▶ Job
Transcribe each record below word for word.

A run of records

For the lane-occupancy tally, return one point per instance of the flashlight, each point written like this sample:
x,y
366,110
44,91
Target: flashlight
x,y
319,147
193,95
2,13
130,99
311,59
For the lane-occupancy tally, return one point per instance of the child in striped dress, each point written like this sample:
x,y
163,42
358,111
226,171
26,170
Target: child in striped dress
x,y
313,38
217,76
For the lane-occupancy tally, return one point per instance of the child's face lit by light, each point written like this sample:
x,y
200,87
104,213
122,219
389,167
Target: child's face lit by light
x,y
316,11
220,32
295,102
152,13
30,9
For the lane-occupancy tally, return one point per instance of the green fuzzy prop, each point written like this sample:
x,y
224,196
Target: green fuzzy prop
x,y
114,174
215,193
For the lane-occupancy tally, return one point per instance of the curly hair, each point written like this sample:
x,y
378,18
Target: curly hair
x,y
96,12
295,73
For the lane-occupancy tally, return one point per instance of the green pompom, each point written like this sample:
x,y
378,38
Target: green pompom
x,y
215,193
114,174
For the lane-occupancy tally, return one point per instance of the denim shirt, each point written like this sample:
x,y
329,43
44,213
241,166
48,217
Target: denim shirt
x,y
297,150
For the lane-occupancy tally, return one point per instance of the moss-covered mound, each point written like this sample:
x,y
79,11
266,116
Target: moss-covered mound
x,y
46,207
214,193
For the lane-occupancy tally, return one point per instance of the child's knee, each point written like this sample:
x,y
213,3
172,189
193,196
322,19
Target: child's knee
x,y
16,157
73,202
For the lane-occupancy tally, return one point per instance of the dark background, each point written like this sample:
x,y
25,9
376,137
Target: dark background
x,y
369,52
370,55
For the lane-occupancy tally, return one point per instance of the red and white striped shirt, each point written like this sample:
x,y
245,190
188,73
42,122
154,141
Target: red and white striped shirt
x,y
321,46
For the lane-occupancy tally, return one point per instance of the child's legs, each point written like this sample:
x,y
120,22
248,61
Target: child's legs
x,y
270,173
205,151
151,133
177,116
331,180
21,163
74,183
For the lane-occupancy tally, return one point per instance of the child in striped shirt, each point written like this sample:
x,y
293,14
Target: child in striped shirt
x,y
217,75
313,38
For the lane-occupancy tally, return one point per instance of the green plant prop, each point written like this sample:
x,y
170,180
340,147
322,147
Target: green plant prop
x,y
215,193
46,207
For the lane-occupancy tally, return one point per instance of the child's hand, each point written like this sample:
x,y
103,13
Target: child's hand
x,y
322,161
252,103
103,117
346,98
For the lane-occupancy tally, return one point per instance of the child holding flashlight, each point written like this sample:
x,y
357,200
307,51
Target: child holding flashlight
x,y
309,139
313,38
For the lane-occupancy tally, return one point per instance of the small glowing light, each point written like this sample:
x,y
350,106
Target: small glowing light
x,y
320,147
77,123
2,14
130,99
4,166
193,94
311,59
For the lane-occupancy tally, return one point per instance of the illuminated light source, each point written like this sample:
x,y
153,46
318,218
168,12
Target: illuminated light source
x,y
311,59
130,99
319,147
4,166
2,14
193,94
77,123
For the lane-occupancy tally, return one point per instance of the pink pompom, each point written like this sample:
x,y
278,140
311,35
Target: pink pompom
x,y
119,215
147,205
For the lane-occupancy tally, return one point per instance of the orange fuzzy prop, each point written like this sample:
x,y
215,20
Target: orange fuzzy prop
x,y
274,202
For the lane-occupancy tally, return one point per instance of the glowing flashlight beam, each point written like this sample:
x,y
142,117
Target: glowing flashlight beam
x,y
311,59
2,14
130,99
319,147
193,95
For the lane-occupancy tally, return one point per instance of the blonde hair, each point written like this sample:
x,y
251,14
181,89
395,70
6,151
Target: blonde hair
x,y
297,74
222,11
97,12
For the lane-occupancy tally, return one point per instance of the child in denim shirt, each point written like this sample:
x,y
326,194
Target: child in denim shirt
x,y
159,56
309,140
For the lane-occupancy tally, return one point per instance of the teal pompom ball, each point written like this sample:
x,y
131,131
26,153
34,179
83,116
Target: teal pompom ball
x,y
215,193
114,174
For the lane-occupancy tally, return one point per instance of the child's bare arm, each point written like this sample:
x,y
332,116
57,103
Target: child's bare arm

▶ Problem solution
For the lane-occupancy tally, return one point per instance of the flashlight, each point written like this sample:
x,y
366,110
44,91
Target: flashlight
x,y
319,147
193,95
2,13
130,99
311,59
For the lane-occupancy tally, return one point per instance of the child in striped dress, each point written like this sample:
x,y
163,42
358,111
226,171
26,170
Target: child in striped dress
x,y
313,38
217,76
For the lane-occupancy tally, return one point per instance of the child's face lit by light, each point written like this sample:
x,y
200,87
104,213
122,219
389,167
Target: child's face lit by light
x,y
316,11
220,32
295,102
152,13
30,9
For the lane-occupancy tally, return one point per instance of the green fuzzy prop, each point written like this sample:
x,y
224,196
Target: green fuzzy prop
x,y
114,174
215,193
For the lane-occupancy tally, return one point per instance of the curly hair, each point written like this sample:
x,y
378,18
Target: curly hair
x,y
96,12
295,73
For the lane-occupancy tally, return one point per instance of the green pompom, each point written like this sample:
x,y
378,38
Target: green pompom
x,y
215,193
114,174
For the lane-occupancy tally, return one point per instance of the denim shirt, each point written like this sample:
x,y
329,43
44,213
241,166
48,217
Target: denim shirt
x,y
297,150
For the lane-occupancy tally, return one point per instance of the moss-covered mound, each point written like this sample:
x,y
79,11
266,116
Target: moss-covered mound
x,y
46,207
214,193
For the lane-occupancy tally, return one point per instance of the child's knee, each point written like this sample:
x,y
213,3
172,189
193,196
322,19
Target: child's knee
x,y
16,157
73,202
For the lane-occupancy tally, return one point per instance of the dark background, each point written like this sample:
x,y
25,9
376,137
Target: dark background
x,y
369,52
370,55
For the lane-occupancy tally, return one point per instance of the red and white striped shirt, each point written like this sample:
x,y
245,190
188,73
42,122
154,141
Target: red and white striped shirt
x,y
321,46
For the lane-occupancy tally, return one point per instance of the child's legs, each point written like this sample:
x,y
120,22
248,61
Target: child's legs
x,y
270,173
205,151
151,133
177,116
331,180
21,163
74,183
For the lane-occupancy tally, return one point per instance of the child in striped shirt, each point written like this sample:
x,y
293,14
Target: child in striped shirt
x,y
217,75
313,38
For the lane-occupancy tally, return one point per instance of the green plant prop, each point written like this sample:
x,y
170,180
340,147
322,147
Target: green plant prop
x,y
215,193
46,207
For the lane-occupancy tally, return one point per instance of the child's hand, each point written like this sample:
x,y
103,13
Target: child's hand
x,y
322,161
252,103
103,117
346,98
For the lane-occupancy tally, return one point per instance of the child holding flashlight, each point written like this sample:
x,y
357,200
307,51
Target: child holding flashlight
x,y
309,139
313,38
For the lane-occupancy tally, return one point per instance of the small glowing light, each point written like this sample:
x,y
350,106
Target: small glowing light
x,y
320,147
77,123
2,14
130,99
4,166
193,94
311,59
For the lane-occupancy tally, return one point per instance of the illuminated light source, each point written like this sample:
x,y
153,46
318,218
168,12
Target: illuminated light source
x,y
311,59
130,99
319,147
4,166
2,14
193,94
77,123
For the lane-occupancy tally, return one point per instance of the pink pompom, each point written like this sample:
x,y
278,140
311,35
Target: pink pompom
x,y
119,215
147,205
For the lane-occupancy tally, return one point per instance of the orange fuzzy prop, each point written like this sample:
x,y
215,20
Target: orange fuzzy prop
x,y
274,202
For the lane-occupancy tally, return one point per instance of the glowing flashlight beam, each point written like this sample:
x,y
142,117
Target: glowing flashlight beam
x,y
311,59
2,14
130,99
319,147
193,95
For the lane-occupancy tally, return one point per instance of the blonde hair, each point written like this sample:
x,y
251,14
181,89
395,70
6,151
Target: blonde hair
x,y
297,74
222,11
97,12
For the lane-occupancy tally, return one point per instance of the child in denim shirt, each point written like this sample:
x,y
326,194
Target: child in denim shirt
x,y
159,56
309,140
For the lane-occupancy tally, return one point per instance of the teal pompom ball, each point written like this sample:
x,y
131,131
26,153
34,179
83,116
Target: teal pompom ball
x,y
215,193
114,174
For the lane-occupancy tally, return one point per instance of the child's bare arm, each point written like this sample:
x,y
332,116
57,103
Target: child's bare arm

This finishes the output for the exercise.